Only a number is wanted here: the count of lines in the entries below that include the word "target".

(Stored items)
• • •

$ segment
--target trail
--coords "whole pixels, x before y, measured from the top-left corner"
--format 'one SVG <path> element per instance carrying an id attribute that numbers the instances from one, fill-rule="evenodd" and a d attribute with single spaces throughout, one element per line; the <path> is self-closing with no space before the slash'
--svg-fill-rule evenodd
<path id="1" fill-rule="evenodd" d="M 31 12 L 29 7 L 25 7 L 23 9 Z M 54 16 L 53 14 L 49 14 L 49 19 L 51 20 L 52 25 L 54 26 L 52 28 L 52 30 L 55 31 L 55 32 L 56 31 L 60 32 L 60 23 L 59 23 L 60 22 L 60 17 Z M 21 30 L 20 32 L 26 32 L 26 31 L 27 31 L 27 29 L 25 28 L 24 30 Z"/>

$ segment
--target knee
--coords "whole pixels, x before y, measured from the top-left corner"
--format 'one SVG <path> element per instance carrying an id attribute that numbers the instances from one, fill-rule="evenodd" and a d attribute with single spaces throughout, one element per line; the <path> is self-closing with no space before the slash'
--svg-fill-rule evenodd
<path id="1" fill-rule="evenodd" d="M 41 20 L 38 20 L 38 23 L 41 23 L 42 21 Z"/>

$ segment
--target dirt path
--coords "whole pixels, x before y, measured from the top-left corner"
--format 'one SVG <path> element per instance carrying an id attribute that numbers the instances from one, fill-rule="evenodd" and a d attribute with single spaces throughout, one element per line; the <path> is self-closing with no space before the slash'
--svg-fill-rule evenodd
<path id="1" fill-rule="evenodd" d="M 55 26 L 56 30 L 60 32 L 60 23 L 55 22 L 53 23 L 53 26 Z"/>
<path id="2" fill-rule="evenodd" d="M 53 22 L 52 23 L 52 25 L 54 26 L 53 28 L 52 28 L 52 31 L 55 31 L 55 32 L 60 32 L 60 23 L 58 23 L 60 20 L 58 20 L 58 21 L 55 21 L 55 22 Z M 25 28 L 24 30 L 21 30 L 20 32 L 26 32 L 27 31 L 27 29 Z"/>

• • •

▸ **RESULT OF THE TASK**
3